▶ **DATA LISTING**
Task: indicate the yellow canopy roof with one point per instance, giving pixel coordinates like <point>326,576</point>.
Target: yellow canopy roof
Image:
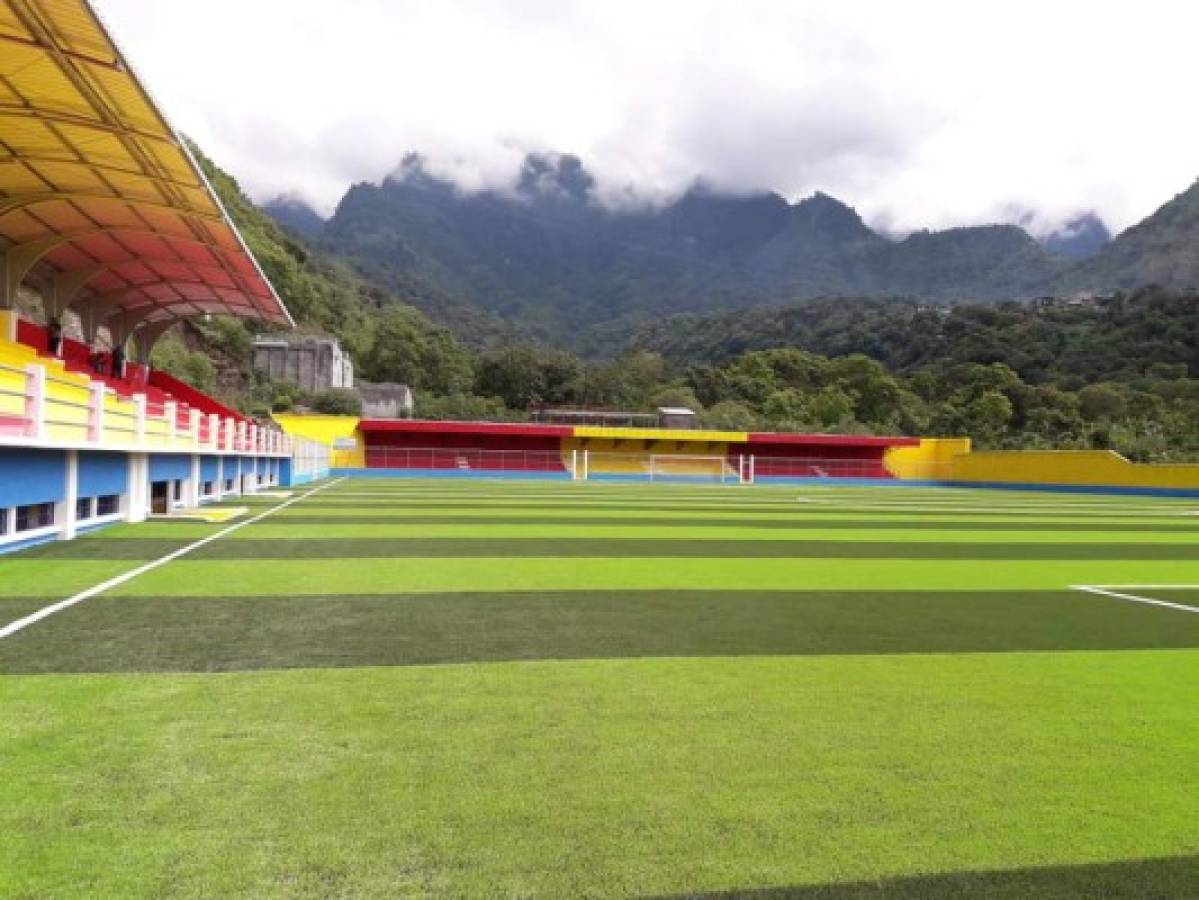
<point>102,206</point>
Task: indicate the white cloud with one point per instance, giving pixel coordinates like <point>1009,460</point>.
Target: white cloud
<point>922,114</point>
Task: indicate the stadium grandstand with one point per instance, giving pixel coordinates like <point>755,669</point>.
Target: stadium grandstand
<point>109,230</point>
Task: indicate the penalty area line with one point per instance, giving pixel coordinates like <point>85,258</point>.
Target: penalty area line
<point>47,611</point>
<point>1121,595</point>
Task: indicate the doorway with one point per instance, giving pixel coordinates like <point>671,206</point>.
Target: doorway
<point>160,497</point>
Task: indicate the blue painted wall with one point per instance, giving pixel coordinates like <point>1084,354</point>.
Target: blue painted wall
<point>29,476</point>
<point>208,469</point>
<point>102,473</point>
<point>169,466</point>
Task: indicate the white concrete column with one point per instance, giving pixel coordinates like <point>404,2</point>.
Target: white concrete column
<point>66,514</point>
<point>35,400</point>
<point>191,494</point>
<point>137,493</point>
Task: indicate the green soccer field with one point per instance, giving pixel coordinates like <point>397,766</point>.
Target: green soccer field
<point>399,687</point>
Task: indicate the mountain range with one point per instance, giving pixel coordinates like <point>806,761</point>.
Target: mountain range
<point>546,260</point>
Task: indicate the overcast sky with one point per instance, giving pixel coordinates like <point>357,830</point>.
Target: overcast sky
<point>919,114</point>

▶ **WRITTEN EXERCISE**
Return all of the data above verbatim, omitting the picture.

▶ **TASK ANSWER**
Task: indicate the yellow canopy roof with one point per instance, giving pixel coordinates like <point>326,576</point>.
Target: yellow canopy roof
Image:
<point>102,206</point>
Task: indicate the white cloud with one point per instance, giving pixel coordinates like <point>1009,460</point>.
Target: white cloud
<point>922,114</point>
Task: indicate the stadium grandstand with one point per instance, giving pixel coordinates like <point>755,669</point>.
Target: stadium grandstand
<point>109,230</point>
Task: indicate the penalty area line with one point per instance, giving pixel coordinates like <point>85,258</point>.
Target: penalty area line
<point>47,611</point>
<point>1121,595</point>
Task: indicate the doorway with one point per instance, giving pixel coordinates like <point>671,206</point>.
Target: doorway
<point>160,497</point>
Task: indicate the blue painted wall with one point per instance, giving pixel coordinates like <point>1084,354</point>.
Target: blue painted wall
<point>29,476</point>
<point>208,469</point>
<point>102,473</point>
<point>169,466</point>
Task: indicate the white concrete column with one point per instance, giving pixel coordinates like <point>404,2</point>.
Target: white concrete column
<point>66,514</point>
<point>35,400</point>
<point>191,494</point>
<point>137,493</point>
Task: indicate the green soccer field with one point per instance, giving pixel coordinates like <point>397,766</point>.
Target: green soccer field
<point>399,687</point>
Task: indicate the mountain range with one point per instance, giving pixel coordinates like <point>806,761</point>.
Target: mountain range
<point>546,260</point>
Task: indicate the overcast sky with one point per instance, giving pixel coordinates like <point>357,830</point>.
Target: overcast sky
<point>919,114</point>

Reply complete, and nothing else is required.